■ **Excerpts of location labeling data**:
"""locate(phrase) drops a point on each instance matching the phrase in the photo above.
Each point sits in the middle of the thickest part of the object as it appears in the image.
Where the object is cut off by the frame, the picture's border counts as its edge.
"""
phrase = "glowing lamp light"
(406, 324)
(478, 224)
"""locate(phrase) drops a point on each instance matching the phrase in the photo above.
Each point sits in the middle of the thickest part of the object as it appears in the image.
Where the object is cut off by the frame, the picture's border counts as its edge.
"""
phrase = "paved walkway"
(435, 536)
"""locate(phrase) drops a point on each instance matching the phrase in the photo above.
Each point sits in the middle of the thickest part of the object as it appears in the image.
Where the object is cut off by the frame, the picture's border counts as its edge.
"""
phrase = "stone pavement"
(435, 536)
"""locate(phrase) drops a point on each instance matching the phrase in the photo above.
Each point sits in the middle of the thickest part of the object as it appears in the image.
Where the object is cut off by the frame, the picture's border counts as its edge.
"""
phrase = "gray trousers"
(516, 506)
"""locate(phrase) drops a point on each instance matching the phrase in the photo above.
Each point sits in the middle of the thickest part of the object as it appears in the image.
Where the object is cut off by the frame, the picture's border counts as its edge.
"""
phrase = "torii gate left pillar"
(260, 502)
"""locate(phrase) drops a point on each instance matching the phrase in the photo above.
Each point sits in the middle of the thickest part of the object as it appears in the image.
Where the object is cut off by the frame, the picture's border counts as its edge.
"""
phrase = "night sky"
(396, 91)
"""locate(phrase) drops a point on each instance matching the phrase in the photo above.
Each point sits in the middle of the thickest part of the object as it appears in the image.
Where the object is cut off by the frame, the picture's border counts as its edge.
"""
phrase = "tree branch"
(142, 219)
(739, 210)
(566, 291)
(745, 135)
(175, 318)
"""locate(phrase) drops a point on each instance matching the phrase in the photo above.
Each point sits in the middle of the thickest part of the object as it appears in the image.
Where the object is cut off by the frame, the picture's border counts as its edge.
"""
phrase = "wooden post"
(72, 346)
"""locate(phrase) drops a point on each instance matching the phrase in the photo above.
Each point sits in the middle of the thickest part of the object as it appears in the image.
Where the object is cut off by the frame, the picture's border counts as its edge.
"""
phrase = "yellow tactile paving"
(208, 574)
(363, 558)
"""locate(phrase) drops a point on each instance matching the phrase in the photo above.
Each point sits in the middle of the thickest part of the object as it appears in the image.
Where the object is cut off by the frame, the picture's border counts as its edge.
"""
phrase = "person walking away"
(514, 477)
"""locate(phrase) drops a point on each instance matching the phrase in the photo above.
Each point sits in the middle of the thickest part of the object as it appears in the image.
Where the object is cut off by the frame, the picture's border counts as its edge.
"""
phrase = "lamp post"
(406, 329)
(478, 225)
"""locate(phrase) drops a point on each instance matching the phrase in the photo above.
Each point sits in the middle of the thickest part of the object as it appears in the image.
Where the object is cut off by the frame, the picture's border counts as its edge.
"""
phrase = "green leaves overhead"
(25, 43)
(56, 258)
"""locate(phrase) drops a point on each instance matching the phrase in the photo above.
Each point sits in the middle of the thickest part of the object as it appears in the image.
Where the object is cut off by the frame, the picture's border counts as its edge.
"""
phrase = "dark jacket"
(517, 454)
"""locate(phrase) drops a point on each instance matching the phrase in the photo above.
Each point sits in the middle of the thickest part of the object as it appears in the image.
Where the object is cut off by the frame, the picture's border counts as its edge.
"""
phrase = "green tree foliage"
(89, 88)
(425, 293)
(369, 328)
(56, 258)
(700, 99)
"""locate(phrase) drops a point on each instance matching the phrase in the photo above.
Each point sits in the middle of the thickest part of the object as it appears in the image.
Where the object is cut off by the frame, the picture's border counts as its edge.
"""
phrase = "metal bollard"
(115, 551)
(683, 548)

■ **Written task**: Transcribe every record above exactly as it appears.

■ **Written response**:
"""locate(phrase) drops a point on each instance matching the phrase in the photo above.
Each point sits in the middle of the thickest part of the object as it appears in the image.
Where the object is cut off by the frame, the picture's border counts as its edge.
"""
phrase = "glowing lamp light"
(406, 324)
(478, 224)
"""locate(phrase) drops a point on each instance matching the phrase in the photo above.
Each point sits in the middle of the thickest part of the object as it appears in the image.
Where the object is cut off by the frame, the picture's border counts as its edge.
"""
phrase = "paved walkway"
(435, 536)
"""locate(phrase) drops a point on each instance matching the phrase in the photo above.
Each point sits in the middle of the thickest part of the object as it appears in the image.
Where the object is cut off by the frame, the picture's border counts as its edge.
"""
phrase = "stone pavement"
(435, 536)
"""locate(phrase) drops a point on each instance matching the phrase in the photo above.
Each point sits in the middle of the thickest part of the object as it appears in the image.
Where the object is cut off by the frame, the picture's border counts as its edge.
"""
phrase = "gray trousers"
(516, 506)
"""locate(phrase) drops a point on each instance matching the phrase in the photo above.
Each point sits in the middle of the thickest part of the object as it appears in the image.
Where the object is cut off by the frame, the picture's border counts as its edge.
"""
phrase = "torii gate left pillar"
(260, 502)
"""locate(phrase) drops a point on each instance matching the phrase in the photo above.
Each point sits in the middle of the thickest part of the object as it appears in the image.
Where the object is cut off by the frame, the picture's border counts as its edge.
"""
phrase = "night sky"
(396, 91)
"""locate(phrase) drops a point on each instance matching the phrase in the photo above.
Each point sits in the middle of the thickest part of the object as it appears in the image.
Where the object is cut off by the frame, the picture's border counts as its edge.
"""
phrase = "tree branch"
(142, 219)
(739, 210)
(566, 291)
(745, 135)
(175, 318)
"""locate(phrase) drops a point on each instance matching the phrase in the photo above.
Each point sits in the middle of the thickest part of the object as it appears in the image.
Where the object is cut off by the frame, the picture's border counts as its edge.
"""
phrase = "wooden post"
(72, 346)
"""locate(phrase) drops a point on each instance matching the phrase in the photo above.
Each point sits in the middle of the thickest part of the object as it appears in the image.
Where the object is cut off by the frame, the picture's border counts as its edge.
"""
phrase = "yellow tactile paving"
(208, 574)
(363, 558)
"""locate(phrase) drops a point on each instance matching the phrase in the photo above.
Each point sits in the middle of the thickest part of the object as it appears in the image.
Where the object is cut off by the frame, the picture's border counts as its edge.
"""
phrase = "person walking away"
(514, 477)
"""locate(phrase) drops a point on each instance matching the phrase in the photo above.
Each point sits in the middle of the thickest part of the object as it appears in the image.
Where the object is cut off by the frame, the picture's border counts as its edge.
"""
phrase = "lamp post"
(406, 329)
(478, 225)
"""locate(phrase) drops a point on each instance matching the phrase in the photo above.
Each point sits in the middle of the thickest part of the object as it appears in the image.
Where the object is cut off by the frame, the picture's border counts as its edge.
"""
phrase = "green leaves overhead"
(25, 43)
(56, 258)
"""locate(phrase) drops a point on each instance matching the phrase in the photo above.
Each point sits in the middle of the thickest part of the object as it appears in the image.
Where the object is cut off by the frame, the picture's border counts as its edge.
"""
phrase = "dark jacket"
(517, 454)
"""locate(phrase) drops a point on each instance matching the phrase in the photo above.
Each point sits in the middle of the thickest part of the object as it appears in the image.
Where the object is cut off by the frame, the picture's border counts as its edge.
"""
phrase = "green tree foliage"
(89, 88)
(425, 293)
(369, 328)
(56, 258)
(700, 99)
"""locate(phrase) drops a point on each instance matching the phrase in the photo above.
Each point sits in the middle of the thickest part of the object as it appears in the image.
Where the object is cut off by the frame, the picture's border counts as its edge.
"""
phrase = "metal bollard"
(115, 551)
(683, 548)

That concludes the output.